→ **Exercise details**:
Please pick up the rant on architectural erosion below and continue writing it from its final sentence onward.

→ **Excerpt provided**:
--- --- ---

2025-12-11

Weekly Rant: Architectural Erosion

This post is part of the “Weekly Rant” series

This week’s rant is slightly less ranty than expected, for which I sincerely apologize in advance. Also I’m publishing on a Thursday to please a specifically impatient reader. Subsequent rants will likely still be on Friday.

I want to share a pattern I’ve noticed over the years. I’d join a team, they’d already have some “legacy” system (some things are instantly legacy) that wasn’t “modularized” correctly. The boundaries around whatever the unit of re-usability is (modules, packages, whatever), would not be correct (anymore?). This is a form of software rot. I’ve seen people use different names for different minor variations of the phenomenon: architectur(e|al) (drift|erosion). I prefer the later of those options.

--- --- ---

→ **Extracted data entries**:
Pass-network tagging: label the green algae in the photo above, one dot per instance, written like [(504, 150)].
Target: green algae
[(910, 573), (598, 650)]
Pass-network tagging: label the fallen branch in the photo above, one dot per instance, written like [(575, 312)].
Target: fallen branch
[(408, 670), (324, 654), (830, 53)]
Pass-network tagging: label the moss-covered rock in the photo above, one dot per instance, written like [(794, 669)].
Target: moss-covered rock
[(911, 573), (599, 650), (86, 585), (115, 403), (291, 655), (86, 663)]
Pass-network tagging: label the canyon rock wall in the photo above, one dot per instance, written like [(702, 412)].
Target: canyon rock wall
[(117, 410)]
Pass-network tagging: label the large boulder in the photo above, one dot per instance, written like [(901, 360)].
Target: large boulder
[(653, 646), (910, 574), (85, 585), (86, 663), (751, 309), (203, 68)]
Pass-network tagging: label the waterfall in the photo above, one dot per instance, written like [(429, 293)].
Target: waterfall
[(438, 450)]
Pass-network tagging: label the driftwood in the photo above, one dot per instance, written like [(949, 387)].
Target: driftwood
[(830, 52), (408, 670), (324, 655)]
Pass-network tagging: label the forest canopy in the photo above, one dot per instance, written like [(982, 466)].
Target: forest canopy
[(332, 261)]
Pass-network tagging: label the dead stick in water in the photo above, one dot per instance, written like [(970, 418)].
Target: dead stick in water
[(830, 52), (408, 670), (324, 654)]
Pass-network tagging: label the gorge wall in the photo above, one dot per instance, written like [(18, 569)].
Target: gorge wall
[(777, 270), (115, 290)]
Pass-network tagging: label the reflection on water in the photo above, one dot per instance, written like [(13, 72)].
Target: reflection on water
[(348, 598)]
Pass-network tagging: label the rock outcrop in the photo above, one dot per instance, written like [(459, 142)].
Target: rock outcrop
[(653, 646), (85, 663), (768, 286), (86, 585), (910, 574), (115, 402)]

--- --- ---

→ **Final result**:
After encountering this, I would subsequently recommend to “collapse everything” and re-factor back into “modules”. Intuitively, that’s what I’ve felt that needed to be done, and indeed it significantly improved the system each time it was done. All the behavior is there, I realized, it’s just split in a way that makes things that should be easy to change hard to change, and vice-versa. It was aiming to fix decoupling and cohesion by breaking down all walls, remodelling, and putting them back up. Or in more precise terms, I proposed large scale restructuring (macro-refactoring) of the system’s modular structure, iteratively coalescing (merging or consolidating modules) and re-modularizing (splitting or extracting new modules), with the aim to repair or improve the orthogonal properties of the system’s modularization without changing its external behavior.

It’s worth stressing that I’m using the term “module” in the most generic sense possible, as “some unit of software at a medium high level of granularity: smaller than a subsystem, generally larger than a file containing multiple data types, or a namespace”. Sometimes it’s called a “module”, often a “package”. I think “module” makes much more sense but many language creators historically have not agreed, judging by the state of things.

Anyway, in formalizing my thoughts on the process, I (much later) discovered it to be known in academic circlejerks – euh circles – as architectural remodularization. Actual research has been done in this area, a double digit number of papers published on the topic. Most of it seems to revolve around establishing mechanisms for methodological or even automated approaches to the process (recent example), using code metrics, heuristics and analysis to imply specific changes to the modularization. While theoretically interesting, practical applicability is currently low. I’m proposing nothing quite as fanciful.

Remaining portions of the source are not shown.